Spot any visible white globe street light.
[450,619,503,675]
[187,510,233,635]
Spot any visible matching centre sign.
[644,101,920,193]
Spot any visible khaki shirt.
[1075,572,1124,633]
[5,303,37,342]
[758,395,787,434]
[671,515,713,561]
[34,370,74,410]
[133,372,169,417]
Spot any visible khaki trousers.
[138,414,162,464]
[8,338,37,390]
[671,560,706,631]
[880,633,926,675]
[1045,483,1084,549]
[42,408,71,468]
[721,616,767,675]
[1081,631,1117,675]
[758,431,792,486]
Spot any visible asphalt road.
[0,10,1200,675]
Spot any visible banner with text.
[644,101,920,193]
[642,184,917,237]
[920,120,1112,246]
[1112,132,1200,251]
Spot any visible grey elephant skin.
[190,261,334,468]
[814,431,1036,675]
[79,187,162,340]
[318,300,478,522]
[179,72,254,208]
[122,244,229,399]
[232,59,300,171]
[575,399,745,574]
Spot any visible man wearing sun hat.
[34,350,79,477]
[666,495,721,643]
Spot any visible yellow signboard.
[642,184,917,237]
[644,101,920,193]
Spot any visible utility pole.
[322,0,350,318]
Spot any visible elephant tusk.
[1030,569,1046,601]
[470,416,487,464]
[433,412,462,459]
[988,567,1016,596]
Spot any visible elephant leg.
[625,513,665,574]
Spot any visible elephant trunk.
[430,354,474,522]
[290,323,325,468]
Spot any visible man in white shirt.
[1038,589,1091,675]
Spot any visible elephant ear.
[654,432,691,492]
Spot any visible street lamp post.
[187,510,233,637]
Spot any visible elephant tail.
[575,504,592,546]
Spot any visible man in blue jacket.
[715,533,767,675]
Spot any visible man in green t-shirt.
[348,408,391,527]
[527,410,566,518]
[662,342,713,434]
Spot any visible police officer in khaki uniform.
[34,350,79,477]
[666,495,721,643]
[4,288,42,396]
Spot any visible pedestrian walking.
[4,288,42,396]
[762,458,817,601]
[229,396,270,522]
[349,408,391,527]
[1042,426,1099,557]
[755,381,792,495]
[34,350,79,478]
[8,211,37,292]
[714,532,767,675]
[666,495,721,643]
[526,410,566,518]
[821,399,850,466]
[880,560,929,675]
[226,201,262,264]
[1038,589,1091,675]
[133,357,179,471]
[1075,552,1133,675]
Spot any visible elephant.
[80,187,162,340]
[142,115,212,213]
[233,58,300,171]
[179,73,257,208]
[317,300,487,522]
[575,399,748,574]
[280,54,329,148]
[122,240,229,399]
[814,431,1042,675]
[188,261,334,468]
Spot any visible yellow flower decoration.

= = = = =

- [Short task]: Please retype every line of the data above exactly, from the first line to the last.

- [Problem solution]:
Spot any visible white globe street light.
[450,619,503,675]
[187,510,233,635]
Spot any visible matching centre sign.
[644,101,920,193]
Spot any visible khaki shirt.
[1075,572,1124,633]
[5,303,37,342]
[758,395,787,434]
[671,515,713,561]
[34,370,74,410]
[133,372,169,417]
Spot any visible khaki trousers.
[138,414,162,464]
[8,338,37,390]
[671,560,706,631]
[880,633,926,675]
[1045,483,1084,549]
[42,408,71,468]
[721,616,767,675]
[1081,631,1117,675]
[758,431,792,486]
Spot any visible asphalt road.
[0,10,1200,675]
Spot any visible banner with text.
[644,101,920,193]
[642,184,917,237]
[920,120,1112,246]
[1112,132,1200,251]
Spot any visible grey elephant skin.
[190,261,334,468]
[814,431,1036,675]
[79,187,162,340]
[318,300,478,522]
[179,72,254,208]
[122,244,229,399]
[232,59,300,171]
[575,399,745,574]
Spot any visible man wearing sun hat.
[34,350,79,477]
[666,495,721,643]
Spot any visible yellow signboard.
[642,184,917,237]
[644,101,920,193]
Spot any visible utility pole.
[322,0,350,318]
Spot any visible elephant tusk.
[1030,569,1046,601]
[470,416,487,464]
[433,412,462,459]
[988,567,1016,596]
Spot any visible elephant leg.
[625,513,665,574]
Spot any visible elephant trunk.
[430,354,474,522]
[290,323,325,468]
Spot any visible man in white shirt.
[1038,589,1091,675]
Spot any visible elephant ear.
[654,432,691,492]
Spot any visible street lamp post.
[187,510,233,637]
Spot any visible elephant tail.
[575,504,592,546]
Spot any visible man in blue jacket.
[715,533,767,675]
Spot any visible man in green t-shirt.
[348,408,391,527]
[527,410,566,518]
[662,342,713,434]
Spot any visible police officer in khaki uniform.
[34,350,79,477]
[666,495,721,643]
[4,288,42,396]
Spot any visible pedestrian walking.
[4,288,42,396]
[762,458,817,601]
[229,396,270,522]
[349,408,391,527]
[1042,426,1099,557]
[755,381,792,495]
[34,350,79,478]
[8,211,37,292]
[714,532,767,675]
[666,495,721,643]
[526,410,566,518]
[821,399,850,466]
[880,560,929,675]
[226,201,262,264]
[1038,589,1091,675]
[133,357,179,471]
[1075,552,1133,675]
Spot any visible elephant.
[80,187,162,340]
[142,115,212,213]
[233,58,300,171]
[179,73,257,208]
[317,300,487,522]
[575,399,748,574]
[280,54,329,148]
[122,240,229,399]
[814,431,1042,675]
[188,261,334,468]
Spot any visible yellow flower decoration.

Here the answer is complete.